Please give the listing again, word for word, with nothing left out.
═════ The data
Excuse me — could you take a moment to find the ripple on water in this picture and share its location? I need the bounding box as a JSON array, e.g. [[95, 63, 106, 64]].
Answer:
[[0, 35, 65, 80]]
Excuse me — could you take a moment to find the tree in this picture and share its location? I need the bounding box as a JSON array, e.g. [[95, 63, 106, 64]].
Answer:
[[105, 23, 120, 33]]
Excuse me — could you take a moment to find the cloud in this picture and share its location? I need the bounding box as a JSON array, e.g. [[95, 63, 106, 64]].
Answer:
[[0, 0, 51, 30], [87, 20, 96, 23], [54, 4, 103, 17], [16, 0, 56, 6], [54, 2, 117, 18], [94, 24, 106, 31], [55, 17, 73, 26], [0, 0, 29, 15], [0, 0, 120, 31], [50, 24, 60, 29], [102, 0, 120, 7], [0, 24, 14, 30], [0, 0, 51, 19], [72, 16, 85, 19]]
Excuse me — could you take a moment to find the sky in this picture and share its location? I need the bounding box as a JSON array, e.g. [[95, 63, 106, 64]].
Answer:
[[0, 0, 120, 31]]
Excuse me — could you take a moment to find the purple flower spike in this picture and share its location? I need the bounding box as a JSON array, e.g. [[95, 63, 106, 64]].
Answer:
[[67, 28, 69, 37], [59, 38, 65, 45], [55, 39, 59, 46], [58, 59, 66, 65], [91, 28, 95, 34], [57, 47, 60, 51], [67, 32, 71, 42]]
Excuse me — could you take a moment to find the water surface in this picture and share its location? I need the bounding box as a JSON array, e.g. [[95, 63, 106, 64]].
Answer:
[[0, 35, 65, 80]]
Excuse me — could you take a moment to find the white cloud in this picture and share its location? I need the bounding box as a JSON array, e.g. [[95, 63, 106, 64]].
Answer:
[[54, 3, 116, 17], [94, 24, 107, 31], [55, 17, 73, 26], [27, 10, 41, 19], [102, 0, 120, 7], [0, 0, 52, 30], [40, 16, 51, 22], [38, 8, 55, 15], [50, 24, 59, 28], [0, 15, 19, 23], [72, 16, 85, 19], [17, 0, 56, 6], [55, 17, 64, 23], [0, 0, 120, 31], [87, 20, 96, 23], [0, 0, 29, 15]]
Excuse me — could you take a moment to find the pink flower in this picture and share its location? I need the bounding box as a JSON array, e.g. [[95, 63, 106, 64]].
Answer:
══════════
▸ **Result**:
Excuse me — could you take a moment to find the ripple on water in this picture and share its location? I need the bounding box as a JSON array, e.g. [[95, 63, 106, 64]].
Answer:
[[0, 35, 65, 80]]
Excuse me — could you take a moment to find the tree in this picture and share its location? I need the bounding box as a JSON array, e.g. [[95, 63, 106, 64]].
Answer:
[[105, 23, 120, 33]]
Excuse me — could you take a moment to find the cloud in this picture and share its location? I need the bounding box as a JSON array, e.g. [[95, 63, 106, 64]].
Answer:
[[0, 0, 51, 30], [87, 20, 96, 23], [54, 4, 103, 17], [16, 0, 56, 6], [54, 2, 117, 18], [94, 24, 106, 31], [55, 17, 73, 26], [0, 0, 29, 15], [0, 0, 120, 31], [50, 24, 60, 29], [102, 0, 120, 7], [0, 24, 14, 30], [0, 0, 51, 19], [72, 16, 85, 19]]
Excuse me — could you take a moment to find the sky in this picture and share its location? I need the bounding box as a JSON array, e.g. [[95, 63, 106, 64]].
Answer:
[[0, 0, 120, 31]]
Excuse me — could you take a moment to find the purple flower spike in this picture and share its location? I need the bounding box as a JSON array, e.g. [[95, 63, 106, 64]].
Answer:
[[67, 28, 69, 37], [59, 38, 65, 45], [55, 39, 59, 46], [58, 59, 66, 65], [91, 28, 95, 34], [57, 47, 60, 51], [67, 32, 71, 42]]
Excuse me — could you take a moment to find the water surface in this picture and share its location? I need the bounding box as a JSON array, e.g. [[95, 63, 106, 64]].
Answer:
[[0, 35, 65, 80]]
Excuse me — could you take a moment to find the white cloud in this picture and share its location? I need the bounding box as a JSON array, e.g. [[95, 63, 106, 64]].
Answer:
[[54, 3, 116, 17], [94, 24, 107, 31], [55, 17, 73, 26], [27, 10, 41, 19], [102, 0, 120, 7], [0, 0, 52, 30], [40, 16, 51, 22], [38, 8, 55, 15], [50, 24, 59, 28], [0, 15, 19, 23], [72, 16, 85, 19], [17, 0, 56, 6], [55, 17, 64, 23], [0, 0, 120, 31], [87, 20, 96, 23], [0, 0, 29, 15]]
Excuse me — could you take a moment to find the pink flower in this picture and share its location? I need the bounding box as a JSON array, e.g. [[95, 63, 106, 64]].
Answer:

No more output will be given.